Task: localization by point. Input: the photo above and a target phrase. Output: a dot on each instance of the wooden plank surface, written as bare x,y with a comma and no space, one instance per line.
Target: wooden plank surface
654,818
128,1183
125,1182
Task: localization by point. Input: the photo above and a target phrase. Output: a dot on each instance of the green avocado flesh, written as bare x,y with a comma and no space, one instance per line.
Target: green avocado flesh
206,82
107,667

####

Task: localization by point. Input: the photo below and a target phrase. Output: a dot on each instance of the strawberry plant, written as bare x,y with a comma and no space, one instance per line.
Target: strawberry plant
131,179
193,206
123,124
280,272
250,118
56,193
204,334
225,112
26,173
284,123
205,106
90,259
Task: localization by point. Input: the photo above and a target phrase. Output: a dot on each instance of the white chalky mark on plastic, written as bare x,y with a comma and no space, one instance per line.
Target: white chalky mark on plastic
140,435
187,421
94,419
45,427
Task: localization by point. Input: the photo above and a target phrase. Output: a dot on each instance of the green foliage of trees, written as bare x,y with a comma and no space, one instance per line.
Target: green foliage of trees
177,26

####

WHAT YOU HAVE TO DO: Which lines in the material above contain the word "strawberry"? Pick them out and copy each one in full.

TASK OUTPUT:
Task: localization by point. Input: the photo below and a target phrase. Output: a dot on each instance of the strawberry plant, written as bare x,y with a comma and no space, one instance per line.
Target: strawberry plant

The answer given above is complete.